### Aim 1
Decide whether each statement below agrees with the blog excerpt. Answer yes or no for each and quote the words from the excerpt that settle it.
(a) The Google search redirect problem happens only when the user is logged into a Google Account.
(b) The Textual IRC client is priced at $2.99.
(c) The Database class covered NoSQL in depth.
### Aim 2
Reproduce the part of the blog excerpt starting with "Overall, to me, the" and going on through "take this class.".
— Start Passage to read —
Thursday, December 15, 2011

Small role model open source Python projects

As recommended by a well known Python developer, here they are:
  1. Itty at https://github.com/toastdriven/itty: A tiny web server and REST publisher (framework?). It has some good use of decorator and property.
  2. Tornado at http://www.tornadoweb.org/ and a blog on its core IO loop http://golubenco.org/2009/09/19/understanding-the-code-inside-tornado-the-asynchronous-web-server-powering-friendfeed/: A very essential version of Twisted. It is a good material for getting into asynchronous/event-based programming.
  3. DEXML at https://github.com/rfk/dexml: A dead simple Object-XML mapper. Minimal model of ORM concepts and beautiful use of metaclasses.

Wednesday, December 14, 2011

Google search (redirect) breaks back button

Update (Jan 10, 2012): Apparently, this only happens when you have logged into your Google Account (such as Gmail, Google+).

What the F*CK is Google doing with their search result?

Apparently, Google muddles the original URL with some sort of a redirection. Instead of giving you a direct link to what you're searching for, Google hijacks your click so that you will visit a Google page. This page then redirects you to the original site.

The problem with this is when you click Back, you are back to that redirection page which then again shoves you to the site. Then you click Back again, and you're redirected to the site again.

This is total crap! Why would you do that, Google? Can't JavaScript work for you?

Crap, total crap.

Monday, December 12, 2011

DB class ended

Update: Sixteen more classes just opened!

Today marks the end of Prof Widow's Database class. Woot! One down and two more to go.

Overall, to me, the class was extremely useful. There were concepts I did not know of, or use before. I was glad that NoSQL was also covered cursorily.

There were also sections that I wish Prof Widow explained more. Transaction, especially, was really difficult to visualize. The interaction between multiple transactions is the crux of the problem but it was talked about very little. This is not anyone's fault because concurrency is indeed a hard concept to understand.

I would highly recommend others to take this class.

Saturday, December 10, 2011

Pro Git -- Git's companion

I just found out the book Pro Git today. This post is a short note to myself that Pro Git is THE ONE GIT BOOK. Its Chapter 9 and Chapter 3 are enlighteners and such a delight to read. Pro Git succeeded in making me use Git for the first time.

Thursday, December 8, 2011

Textual IRC client violates the GPL

Update (Feb 02, 2012): Dougal (see comment below) pointed out that Textual IRC actually was forked from a BSD-licensed LimeChat. So this post is invalid.

Textual IRC client is a commercial software sold in Apple AppStore. It is priced at $4.99. Not too steep for a nice IRC client, and not too cheap either. The problem is that Codeux (the maker) is sort of shady in its license.

Textual IRC client derives from LimeChat which is licensed under the GPL v2. Textual itself is licensed in BSD. This alone violates the GPL because BSD is not compatible with GPL. In this case, Codeux is not allowed to re-license GPL v2 code under the BSD.
— End Passage to read —
— Start Supplied material —
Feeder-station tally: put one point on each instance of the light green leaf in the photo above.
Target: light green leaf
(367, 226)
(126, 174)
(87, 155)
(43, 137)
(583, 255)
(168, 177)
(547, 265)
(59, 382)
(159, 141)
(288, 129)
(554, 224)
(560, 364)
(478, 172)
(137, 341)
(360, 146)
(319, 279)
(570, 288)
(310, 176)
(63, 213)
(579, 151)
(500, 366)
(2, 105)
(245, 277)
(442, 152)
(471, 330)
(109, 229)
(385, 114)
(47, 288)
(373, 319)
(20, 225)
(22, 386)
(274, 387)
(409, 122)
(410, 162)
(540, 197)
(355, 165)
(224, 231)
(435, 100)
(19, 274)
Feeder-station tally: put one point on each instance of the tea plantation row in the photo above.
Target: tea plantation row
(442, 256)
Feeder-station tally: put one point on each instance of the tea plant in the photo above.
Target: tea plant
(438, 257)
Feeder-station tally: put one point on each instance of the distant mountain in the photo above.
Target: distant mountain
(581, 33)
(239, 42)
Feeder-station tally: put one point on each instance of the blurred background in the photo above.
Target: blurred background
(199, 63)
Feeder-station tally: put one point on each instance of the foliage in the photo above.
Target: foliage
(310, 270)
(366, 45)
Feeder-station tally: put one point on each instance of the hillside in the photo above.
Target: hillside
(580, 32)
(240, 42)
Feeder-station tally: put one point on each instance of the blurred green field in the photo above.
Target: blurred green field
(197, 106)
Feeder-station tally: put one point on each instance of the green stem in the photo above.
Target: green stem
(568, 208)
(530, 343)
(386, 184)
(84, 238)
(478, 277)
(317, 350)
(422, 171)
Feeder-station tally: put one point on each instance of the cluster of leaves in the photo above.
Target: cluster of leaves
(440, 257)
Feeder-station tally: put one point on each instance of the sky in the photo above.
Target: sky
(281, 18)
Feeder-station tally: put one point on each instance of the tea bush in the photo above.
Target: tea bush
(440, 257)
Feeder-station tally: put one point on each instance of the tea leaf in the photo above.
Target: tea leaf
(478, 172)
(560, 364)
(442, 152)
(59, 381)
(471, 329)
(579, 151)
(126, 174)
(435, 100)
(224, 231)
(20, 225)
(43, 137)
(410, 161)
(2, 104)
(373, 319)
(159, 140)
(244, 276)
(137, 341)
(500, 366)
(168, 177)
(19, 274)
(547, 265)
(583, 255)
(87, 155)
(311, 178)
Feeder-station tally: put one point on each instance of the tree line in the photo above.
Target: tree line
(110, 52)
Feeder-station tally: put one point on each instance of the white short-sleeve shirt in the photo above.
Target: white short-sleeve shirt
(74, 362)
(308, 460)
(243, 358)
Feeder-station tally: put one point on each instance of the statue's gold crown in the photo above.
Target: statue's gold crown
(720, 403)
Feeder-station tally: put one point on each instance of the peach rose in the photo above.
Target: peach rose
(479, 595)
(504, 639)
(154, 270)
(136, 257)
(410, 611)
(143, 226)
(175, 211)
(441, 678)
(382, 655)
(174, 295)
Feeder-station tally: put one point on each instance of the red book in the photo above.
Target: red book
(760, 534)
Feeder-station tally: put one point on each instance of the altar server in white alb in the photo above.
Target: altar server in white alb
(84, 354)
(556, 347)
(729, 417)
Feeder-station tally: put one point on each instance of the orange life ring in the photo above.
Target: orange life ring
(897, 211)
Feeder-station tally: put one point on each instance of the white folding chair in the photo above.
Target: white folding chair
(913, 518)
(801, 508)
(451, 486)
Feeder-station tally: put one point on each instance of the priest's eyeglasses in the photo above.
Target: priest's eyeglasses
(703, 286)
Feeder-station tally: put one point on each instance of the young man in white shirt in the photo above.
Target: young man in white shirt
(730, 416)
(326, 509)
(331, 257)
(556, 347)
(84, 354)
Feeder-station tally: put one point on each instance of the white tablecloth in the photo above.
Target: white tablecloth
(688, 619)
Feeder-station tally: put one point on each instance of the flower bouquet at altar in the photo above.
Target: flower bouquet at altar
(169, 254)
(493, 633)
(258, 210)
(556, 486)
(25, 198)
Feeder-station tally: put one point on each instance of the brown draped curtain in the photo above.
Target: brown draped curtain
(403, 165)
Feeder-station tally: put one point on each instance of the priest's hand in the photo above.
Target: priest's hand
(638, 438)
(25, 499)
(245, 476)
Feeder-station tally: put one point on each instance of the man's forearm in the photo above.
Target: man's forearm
— End Supplied material —
### Answer 1
(a) Yes: "Apparently, this only happens when you have logged into your Google Account (such as Gmail, Google+)."
(b) No: "It is priced at $4.99."
(c) No: "I was glad that NoSQL was also covered cursorily."

### Answer 2
Overall, to me, the class was extremely useful. There were concepts I did not know of, or use before. I was glad that NoSQL was also covered cursorily.

There were also sections that I wish Prof Widow explained more. Transaction, especially, was really difficult to visualize. The interaction between multiple transactions is the crux of the problem but it was talked about very little. This is not anyone's fault because concurrency is indeed a hard concept to understand.

I would highly recommend others to take this class.